» ACTIVITY 1:
Using the text on aging, answer each question:
(a) Who wrote the paper titled Aging is No Longer an Unsolved Problem in Biology?
(b) Which condition does the American Medical Association House of Delegates declare to be a disease?
(c) In what field is Eva Topinkova described as a national expert?
» ACTIVITY 2: Reproduce the part of the text on aging that opens with the words containing "Other researchers argue" and closes with "as a disease.".

» EXCERPT:
== == ==
Aging is always associated with a decline in health, but people’s views vary in regard to the definition of aging: is aging considered a disease in itself or is it just a catalyst for illnesses? This controversy originates from different interpretations of aging and survival. According to a paper published by British molecular biologist Robin Holliday titled Aging is No Longer an Unsolved Problem in Biology, “survival of an organism is a dynamic tug between the occurrence of damage and the processes of maintenance and repair systems.” Aging causes an imbalance between repair mechanisms and the damage that occurs. Thus, some scientists believe that aging increases the vulnerability of humans and the chance of being diagnosed with illnesses, but is not a disease.

Other researchers argue that aging matches the definition of disease and therefore, should be considered an illness. As written in H. Marcovitch’s Black's Medical Dictionary, “The medical definition of disease is any abnormality of bodily structure or function, other than those arising directly from physical injury; the latter, however, may open the way for disease. “ Aging complies with these definitions. Moreover, there is an extent of flexibility and uncertainty in the classification of certain conditions as diseases. The American Medical Association House of Delegates declares that obesity is a disease, but similar to aging, obesity does not fall under the widely-held definition of illness. Therefore, some scientists state that aging has a cause other than physical injury and should be classified as a disease.

Utilizing different approaches, both sides strive to alleviate the harms related to aging. In their paper titled “Is Aging a Preventable or Curable Disease?”, pioneering bioethicist Daniel Callahan and Eva Topinkova, a national expert in geriatric medicine, wrote that the advantage of characterizing aging as a disease instead of a natural phenomenon is that it increases the practicality of medical efforts to find methods to eradicate the harmful effects of aging.
== == ==
» MATERIAL PROVIDED:
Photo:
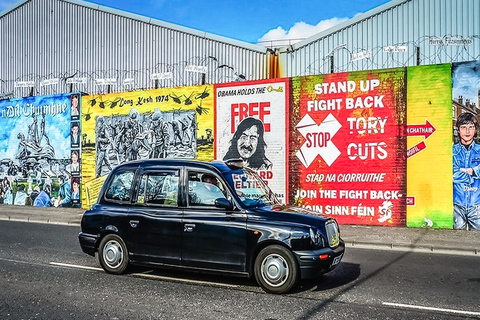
== == ==
» RESPONSE BOX 1:
(a) Robin Holliday
(b) Obesity
(c) Geriatric medicine

» RESPONSE BOX 2:
Other researchers argue that aging matches the definition of disease and therefore, should be considered an illness. As written in H. Marcovitch’s Black's Medical Dictionary, “The medical definition of disease is any abnormality of bodily structure or function, other than those arising directly from physical injury; the latter, however, may open the way for disease. “ Aging complies with these definitions. Moreover, there is an extent of flexibility and uncertainty in the classification of certain conditions as diseases. The American Medical Association House of Delegates declares that obesity is a disease, but similar to aging, obesity does not fall under the widely-held definition of illness. Therefore, some scientists state that aging has a cause other than physical injury and should be classified as a disease.